• _Text section_:
**********

Jacob Katz  (Hebrew: יעקב כ"ץ) (born 15 November 1904 in Magyargencs, Hungary, died 20 May 1998 in Israel) was an internationally known Jewish historian and educator, recognized as "one of this century's greatest and most influential historians of the Jews." He established the history curriculum used in many of Israel's (National Religious) High Schools.

Katz described "traditional society" and deployed sociological methods in his study of Jewish communities, with special attention to changes in halakhah (Jewish law) and Orthodoxy. He pioneered the modern study of Orthodoxy and its formation in reaction to Reform Judaism.

In his youth he pursued both religious and secular studies, receiving rabbinic ordination and a doctorate in social history.

Early life
Professor Katz was born in 1904 in the small village of Magyargencs (Moyorganch) in western Hungary. The village was not large enough for a Jewish school, so he spent his first years of school at a Protestant school in a nearby village.

**********

(Excerpts from a dataset on pointing at objects)
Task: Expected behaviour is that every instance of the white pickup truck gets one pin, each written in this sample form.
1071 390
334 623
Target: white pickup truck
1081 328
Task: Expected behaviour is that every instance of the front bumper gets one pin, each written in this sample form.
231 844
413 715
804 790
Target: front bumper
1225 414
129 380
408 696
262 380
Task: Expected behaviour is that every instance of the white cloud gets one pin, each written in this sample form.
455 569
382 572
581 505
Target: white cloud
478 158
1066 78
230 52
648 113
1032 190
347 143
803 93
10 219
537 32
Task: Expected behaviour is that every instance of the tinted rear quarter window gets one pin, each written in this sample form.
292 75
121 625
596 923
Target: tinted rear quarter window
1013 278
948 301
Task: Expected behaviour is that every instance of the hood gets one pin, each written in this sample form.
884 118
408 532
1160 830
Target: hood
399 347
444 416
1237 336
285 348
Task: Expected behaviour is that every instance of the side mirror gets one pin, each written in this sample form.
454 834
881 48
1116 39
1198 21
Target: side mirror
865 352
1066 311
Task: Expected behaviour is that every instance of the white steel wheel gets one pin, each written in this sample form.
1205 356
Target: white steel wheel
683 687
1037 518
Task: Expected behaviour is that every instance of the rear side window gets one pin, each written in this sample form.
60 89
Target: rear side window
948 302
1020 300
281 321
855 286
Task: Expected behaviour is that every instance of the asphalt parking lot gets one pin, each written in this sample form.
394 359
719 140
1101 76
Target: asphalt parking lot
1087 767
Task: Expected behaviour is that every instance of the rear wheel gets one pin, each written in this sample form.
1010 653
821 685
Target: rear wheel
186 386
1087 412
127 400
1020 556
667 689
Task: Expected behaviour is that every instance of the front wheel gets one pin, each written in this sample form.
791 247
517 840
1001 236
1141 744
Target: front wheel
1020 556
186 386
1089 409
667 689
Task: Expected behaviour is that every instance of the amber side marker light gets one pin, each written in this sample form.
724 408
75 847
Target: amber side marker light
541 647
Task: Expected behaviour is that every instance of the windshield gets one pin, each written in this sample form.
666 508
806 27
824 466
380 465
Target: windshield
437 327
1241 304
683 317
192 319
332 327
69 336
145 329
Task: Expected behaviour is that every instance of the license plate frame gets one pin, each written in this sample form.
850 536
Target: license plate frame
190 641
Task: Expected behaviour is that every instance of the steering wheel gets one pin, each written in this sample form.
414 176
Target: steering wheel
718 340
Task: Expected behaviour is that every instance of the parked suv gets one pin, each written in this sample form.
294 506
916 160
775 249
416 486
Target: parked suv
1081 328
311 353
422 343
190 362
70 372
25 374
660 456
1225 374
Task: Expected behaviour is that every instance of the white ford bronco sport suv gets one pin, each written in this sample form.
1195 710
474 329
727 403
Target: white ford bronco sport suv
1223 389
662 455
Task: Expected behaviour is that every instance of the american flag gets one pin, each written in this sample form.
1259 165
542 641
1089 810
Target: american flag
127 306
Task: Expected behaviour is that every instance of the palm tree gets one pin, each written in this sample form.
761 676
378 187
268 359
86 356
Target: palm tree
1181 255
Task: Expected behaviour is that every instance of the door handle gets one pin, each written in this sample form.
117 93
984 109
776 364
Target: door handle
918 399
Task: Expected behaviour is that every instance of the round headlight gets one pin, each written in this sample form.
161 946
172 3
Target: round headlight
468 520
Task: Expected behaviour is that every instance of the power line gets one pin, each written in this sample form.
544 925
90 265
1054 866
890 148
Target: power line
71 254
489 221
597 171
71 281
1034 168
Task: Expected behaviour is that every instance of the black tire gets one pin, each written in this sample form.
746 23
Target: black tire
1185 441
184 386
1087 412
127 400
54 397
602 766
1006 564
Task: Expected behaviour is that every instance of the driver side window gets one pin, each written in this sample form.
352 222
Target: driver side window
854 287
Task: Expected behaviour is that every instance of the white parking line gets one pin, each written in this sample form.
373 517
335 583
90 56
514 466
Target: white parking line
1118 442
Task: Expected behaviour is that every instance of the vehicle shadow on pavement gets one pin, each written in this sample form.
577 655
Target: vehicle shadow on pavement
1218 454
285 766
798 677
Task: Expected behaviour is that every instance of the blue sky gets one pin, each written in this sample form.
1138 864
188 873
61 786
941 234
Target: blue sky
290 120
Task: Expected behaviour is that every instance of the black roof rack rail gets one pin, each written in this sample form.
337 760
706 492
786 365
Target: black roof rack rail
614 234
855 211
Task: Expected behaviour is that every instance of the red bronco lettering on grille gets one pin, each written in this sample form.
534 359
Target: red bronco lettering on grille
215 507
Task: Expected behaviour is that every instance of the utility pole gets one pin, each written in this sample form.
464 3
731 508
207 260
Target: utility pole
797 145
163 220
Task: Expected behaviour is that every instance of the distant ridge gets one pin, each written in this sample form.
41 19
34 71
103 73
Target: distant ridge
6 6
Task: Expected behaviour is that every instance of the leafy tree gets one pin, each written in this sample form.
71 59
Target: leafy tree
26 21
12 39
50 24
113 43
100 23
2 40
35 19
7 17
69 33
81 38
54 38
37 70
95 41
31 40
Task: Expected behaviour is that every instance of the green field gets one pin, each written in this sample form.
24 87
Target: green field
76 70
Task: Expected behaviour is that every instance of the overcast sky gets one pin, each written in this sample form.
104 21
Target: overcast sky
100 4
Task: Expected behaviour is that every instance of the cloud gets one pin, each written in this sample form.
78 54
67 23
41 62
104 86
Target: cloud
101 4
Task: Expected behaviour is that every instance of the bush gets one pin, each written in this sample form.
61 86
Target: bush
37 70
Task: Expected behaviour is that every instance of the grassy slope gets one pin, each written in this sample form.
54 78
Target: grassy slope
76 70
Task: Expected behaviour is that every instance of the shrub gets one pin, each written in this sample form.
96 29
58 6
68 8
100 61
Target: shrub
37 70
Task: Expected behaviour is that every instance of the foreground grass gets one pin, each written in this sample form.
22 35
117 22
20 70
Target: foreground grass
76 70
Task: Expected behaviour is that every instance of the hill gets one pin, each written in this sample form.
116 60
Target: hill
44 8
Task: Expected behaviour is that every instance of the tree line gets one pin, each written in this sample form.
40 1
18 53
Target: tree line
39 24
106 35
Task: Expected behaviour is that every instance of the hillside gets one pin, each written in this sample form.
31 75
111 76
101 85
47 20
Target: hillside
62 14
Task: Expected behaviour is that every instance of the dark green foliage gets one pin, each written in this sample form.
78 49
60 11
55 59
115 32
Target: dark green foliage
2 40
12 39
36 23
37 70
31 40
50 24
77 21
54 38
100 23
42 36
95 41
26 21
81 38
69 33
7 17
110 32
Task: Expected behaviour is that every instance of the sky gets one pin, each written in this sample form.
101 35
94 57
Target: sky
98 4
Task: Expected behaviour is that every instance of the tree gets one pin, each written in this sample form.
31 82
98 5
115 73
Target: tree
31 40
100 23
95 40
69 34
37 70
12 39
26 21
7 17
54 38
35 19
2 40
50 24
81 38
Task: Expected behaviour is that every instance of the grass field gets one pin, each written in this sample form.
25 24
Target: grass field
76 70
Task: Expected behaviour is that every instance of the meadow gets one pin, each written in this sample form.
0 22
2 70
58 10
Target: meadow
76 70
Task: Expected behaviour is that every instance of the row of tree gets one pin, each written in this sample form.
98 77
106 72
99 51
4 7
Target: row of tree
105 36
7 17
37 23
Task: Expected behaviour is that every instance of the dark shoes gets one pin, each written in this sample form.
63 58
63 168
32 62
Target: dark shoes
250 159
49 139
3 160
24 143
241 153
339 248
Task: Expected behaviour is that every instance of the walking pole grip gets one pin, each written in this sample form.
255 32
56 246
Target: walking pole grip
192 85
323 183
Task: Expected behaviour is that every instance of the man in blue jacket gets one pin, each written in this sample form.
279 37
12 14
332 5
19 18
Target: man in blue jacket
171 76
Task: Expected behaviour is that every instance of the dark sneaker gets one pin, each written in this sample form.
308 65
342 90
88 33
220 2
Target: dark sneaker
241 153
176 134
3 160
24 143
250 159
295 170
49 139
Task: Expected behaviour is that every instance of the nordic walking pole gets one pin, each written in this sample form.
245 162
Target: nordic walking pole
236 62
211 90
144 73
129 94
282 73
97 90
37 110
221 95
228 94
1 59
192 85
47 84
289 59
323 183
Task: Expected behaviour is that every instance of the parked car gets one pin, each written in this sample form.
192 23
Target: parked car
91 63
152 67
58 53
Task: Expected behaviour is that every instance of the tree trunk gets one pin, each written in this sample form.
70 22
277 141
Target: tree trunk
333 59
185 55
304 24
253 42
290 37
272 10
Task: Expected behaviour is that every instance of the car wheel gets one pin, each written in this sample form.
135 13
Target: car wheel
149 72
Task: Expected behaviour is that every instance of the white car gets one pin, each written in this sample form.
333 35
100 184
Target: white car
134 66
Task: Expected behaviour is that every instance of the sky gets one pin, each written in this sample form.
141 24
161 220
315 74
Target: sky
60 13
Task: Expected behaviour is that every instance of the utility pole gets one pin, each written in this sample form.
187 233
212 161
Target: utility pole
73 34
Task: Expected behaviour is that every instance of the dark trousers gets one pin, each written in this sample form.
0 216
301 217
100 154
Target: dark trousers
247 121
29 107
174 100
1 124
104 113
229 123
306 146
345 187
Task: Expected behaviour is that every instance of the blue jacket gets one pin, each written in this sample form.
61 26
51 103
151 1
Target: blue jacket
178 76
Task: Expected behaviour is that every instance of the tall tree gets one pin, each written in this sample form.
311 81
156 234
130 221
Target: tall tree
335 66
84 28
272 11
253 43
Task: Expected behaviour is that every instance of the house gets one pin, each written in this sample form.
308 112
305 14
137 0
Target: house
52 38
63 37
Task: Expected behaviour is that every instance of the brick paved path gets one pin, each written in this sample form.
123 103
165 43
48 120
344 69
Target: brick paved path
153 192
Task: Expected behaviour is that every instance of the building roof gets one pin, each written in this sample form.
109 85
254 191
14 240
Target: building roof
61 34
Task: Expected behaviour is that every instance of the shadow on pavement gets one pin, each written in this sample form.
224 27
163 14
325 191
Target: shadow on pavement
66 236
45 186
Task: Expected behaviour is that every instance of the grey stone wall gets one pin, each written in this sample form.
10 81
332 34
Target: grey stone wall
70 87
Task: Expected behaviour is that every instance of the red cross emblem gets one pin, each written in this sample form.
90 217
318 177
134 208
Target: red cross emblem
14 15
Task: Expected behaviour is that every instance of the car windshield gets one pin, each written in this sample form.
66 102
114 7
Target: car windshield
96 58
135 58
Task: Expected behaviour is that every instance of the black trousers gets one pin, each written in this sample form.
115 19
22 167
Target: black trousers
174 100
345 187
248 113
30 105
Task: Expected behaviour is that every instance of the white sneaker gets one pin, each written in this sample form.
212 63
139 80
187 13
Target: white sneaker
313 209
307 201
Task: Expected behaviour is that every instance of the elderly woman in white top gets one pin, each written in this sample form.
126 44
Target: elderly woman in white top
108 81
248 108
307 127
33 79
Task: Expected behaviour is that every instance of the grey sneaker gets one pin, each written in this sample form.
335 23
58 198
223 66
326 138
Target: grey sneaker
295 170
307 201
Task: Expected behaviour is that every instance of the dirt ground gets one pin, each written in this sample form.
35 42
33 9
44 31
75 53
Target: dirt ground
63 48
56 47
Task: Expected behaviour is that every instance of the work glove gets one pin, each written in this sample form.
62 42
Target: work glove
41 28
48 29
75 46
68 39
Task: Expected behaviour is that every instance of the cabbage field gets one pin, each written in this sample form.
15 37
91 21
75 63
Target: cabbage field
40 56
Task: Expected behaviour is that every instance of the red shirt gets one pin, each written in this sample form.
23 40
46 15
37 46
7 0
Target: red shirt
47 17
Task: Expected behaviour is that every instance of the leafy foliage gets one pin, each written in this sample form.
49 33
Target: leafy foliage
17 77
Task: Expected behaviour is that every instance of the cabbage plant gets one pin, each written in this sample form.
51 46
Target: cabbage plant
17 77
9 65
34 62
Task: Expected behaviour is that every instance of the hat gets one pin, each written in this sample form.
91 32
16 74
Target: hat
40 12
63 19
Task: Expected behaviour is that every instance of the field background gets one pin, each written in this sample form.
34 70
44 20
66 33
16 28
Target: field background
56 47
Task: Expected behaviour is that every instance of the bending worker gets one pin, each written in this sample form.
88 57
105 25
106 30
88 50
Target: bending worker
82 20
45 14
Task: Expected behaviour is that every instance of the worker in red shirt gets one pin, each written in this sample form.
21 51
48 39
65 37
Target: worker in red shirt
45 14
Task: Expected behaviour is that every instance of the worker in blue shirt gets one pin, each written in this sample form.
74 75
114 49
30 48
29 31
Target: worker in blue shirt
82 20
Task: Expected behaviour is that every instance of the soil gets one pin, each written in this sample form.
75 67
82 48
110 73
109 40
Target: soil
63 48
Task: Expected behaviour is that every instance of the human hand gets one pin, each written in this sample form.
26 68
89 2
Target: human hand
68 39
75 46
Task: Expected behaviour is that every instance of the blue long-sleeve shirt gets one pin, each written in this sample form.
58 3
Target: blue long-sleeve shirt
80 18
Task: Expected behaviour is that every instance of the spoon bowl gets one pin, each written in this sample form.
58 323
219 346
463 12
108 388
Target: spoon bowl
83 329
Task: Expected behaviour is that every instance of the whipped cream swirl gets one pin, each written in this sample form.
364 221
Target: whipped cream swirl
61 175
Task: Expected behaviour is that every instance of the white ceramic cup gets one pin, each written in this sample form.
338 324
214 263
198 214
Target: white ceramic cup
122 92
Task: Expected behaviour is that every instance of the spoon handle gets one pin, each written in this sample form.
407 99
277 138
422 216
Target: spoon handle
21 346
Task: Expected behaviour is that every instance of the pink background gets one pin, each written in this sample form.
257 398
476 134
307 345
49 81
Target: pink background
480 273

**********

• _What you will do_:
A. Can you reproduce word for word everything in the Jacob Katz passage from "In his youth" down to "a nearby village."?
B. Can you resume the Jacob Katz passage, carrying on after its final sentence?
The items stand apart from the Jacob Katz passage.

• _Results_:
A.
In his youth he pursued both religious and secular studies, receiving rabbinic ordination and a doctorate in social history.

Early life
Professor Katz was born in 1904 in the small village of Magyargencs (Moyorganch) in western Hungary. The village was not large enough for a Jewish school, so he spent his first years of school at a Protestant school in a nearby village.

B.
At the age of 12 he moved to study in a more distant town called Celldomolk. Afternoon hours were devoted to Jewish studies in the Talmud-Torah of the community. During this period he lived with a host family and returned home every few weeks for Sabbaths and holidays.

At age 16, the First World War led him to move to the city of Gyor where he studied at a yeshiva. From there he moved to study for about two years at the yeshiva in the Satoralya-Uihey community until he arrived in 1925 at the Yeshiva of Pressburg (Bratislava), the yeshiva founded by [Hatam Sofer] and which was headed by his descendants.

After about two and a half years of studying in this yeshiva, he felt a certain saturation in studying the Talmud and sought to also acquire a general education, reading literature such as the works of Friedrich Schiller, Theodore Herzl, and Ahad Ha'am.

In 1927 he wrote his first article for the Orthodox newspaper from Budapest - Zsido Ujsag, protesting a community judge who told Hungarian Jews stay away from Zionist or quasi-Zionist activities. The article was copied by the Zionist newspaper of Hungary, Zsido Szemle, who praised the rural Jew who showed a deeper understanding of the needs of the times than the leaders of Orthodoxy, and Katz was asked by the editor to continue writing articles. In Bratislava, Katz identified with the speeches of Rabbi Meir Berlin (Bar-Ilan), Nahum Sokolov And Ze'ev Jabotinsky, seeing the building of Israel as the primary task of the generation.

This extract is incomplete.